Rewrite the records below with every "instance" switched to "occurrence", keeping everything else the same.

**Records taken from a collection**
** Begin **
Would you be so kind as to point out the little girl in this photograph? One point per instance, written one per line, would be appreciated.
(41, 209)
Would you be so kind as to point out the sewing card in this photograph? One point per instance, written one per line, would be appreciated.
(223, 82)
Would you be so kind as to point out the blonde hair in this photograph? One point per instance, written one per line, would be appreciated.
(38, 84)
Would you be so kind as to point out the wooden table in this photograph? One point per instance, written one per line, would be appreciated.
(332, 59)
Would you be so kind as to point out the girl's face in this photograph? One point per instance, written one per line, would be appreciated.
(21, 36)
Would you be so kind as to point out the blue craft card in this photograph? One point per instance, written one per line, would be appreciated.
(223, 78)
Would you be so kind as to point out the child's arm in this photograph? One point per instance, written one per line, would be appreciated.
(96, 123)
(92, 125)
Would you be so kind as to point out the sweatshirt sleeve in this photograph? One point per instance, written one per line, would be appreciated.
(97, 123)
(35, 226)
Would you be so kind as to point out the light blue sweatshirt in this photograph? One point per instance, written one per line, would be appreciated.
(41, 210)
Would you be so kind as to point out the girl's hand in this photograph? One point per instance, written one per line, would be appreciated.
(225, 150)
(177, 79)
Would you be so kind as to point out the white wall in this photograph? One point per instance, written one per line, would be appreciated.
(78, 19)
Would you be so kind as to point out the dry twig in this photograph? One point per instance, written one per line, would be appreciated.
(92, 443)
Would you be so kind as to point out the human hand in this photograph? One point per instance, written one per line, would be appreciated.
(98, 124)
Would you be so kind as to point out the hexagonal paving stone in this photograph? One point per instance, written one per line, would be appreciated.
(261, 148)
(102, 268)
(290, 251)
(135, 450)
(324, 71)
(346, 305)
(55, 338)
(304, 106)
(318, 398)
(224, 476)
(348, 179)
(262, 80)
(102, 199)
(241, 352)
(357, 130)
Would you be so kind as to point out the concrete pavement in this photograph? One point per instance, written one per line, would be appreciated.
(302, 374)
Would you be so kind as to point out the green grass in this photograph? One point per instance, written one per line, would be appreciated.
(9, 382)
** End **
**Exercise output**
Would you be so kind as to point out the little girl in this photograph? One point per occurrence, written one per line, would be appreciated.
(41, 209)
Would you be so kind as to point out the sewing card in this photograph? One point per occurrence, written one per line, would be appreciated.
(223, 82)
Would you be so kind as to point out the blonde hair in this photograph? One point per occurrence, written one per line, would be appreciated.
(38, 84)
Would you be so kind as to point out the wooden table in this photograph? One point per occurrence, written one per line, would be appreciated.
(332, 59)
Would you be so kind as to point out the girl's face in this photograph? One point per occurrence, written one per line, would be appreciated.
(21, 36)
Would you be so kind as to point out the blue craft card in this photograph? One point per occurrence, written one per line, would be appreciated.
(223, 78)
Would you be so kind as to point out the child's arm in this photograph? One point per occurrence, written one per line, would be appreciated.
(96, 123)
(92, 125)
Would you be so kind as to point out the sweatshirt sleeve in this photograph? One point per occurrence, written one per line, would be appreciated.
(97, 123)
(35, 226)
Would you be so kind as to point out the light blue sweatshirt in this photograph? One point per occurrence, written one per line, would be appreciated.
(41, 210)
Would you be so kind as to point out the girl's hand in this photograph? One point per occurrence, written one per line, would be appreciated.
(225, 150)
(177, 79)
Would you be so kind as to point out the white wall in this photograph? One point per occurrence, written one per line, would be appreciated.
(78, 19)
Would you be so kind as to point out the dry twig in this photograph? One point per occurrence, written one per line, would be appreciated.
(92, 443)
Would you be so kind as to point out the human hand in this photograph? One point per occurrence, written one per line, would be appreciated.
(98, 124)
Would you be so kind as to point out the hexagonal paving stone in this photograph? One point per occurrence, written one per line, would be appreciated.
(261, 148)
(102, 268)
(290, 251)
(135, 450)
(324, 71)
(346, 305)
(55, 338)
(304, 106)
(318, 398)
(224, 476)
(348, 179)
(262, 80)
(102, 199)
(241, 352)
(357, 130)
Would you be so kind as to point out the concrete pavement in this photograph? One point per occurrence, written one per line, would be appreciated.
(302, 374)
Would you be so kind as to point out the green grass in this photograph? One point per occurrence, written one per line, would be appreciated.
(9, 382)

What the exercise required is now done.